_Data in this exercise_.
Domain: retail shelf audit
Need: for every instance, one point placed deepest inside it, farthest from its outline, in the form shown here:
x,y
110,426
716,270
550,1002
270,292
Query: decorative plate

_Stated problem_. Lay out every line of the items above as a JSON list of strings, one string per line, with blank lines omitted.

_Solution to this task_.
[
  "Domain: retail shelf audit",
  "Need: for every instance, one point placed deepest inside it, farthest from its outline, in the form shown here:",
  "x,y",
  "110,426",
  "716,270",
  "550,1002",
  "270,292",
  "Query: decorative plate"
]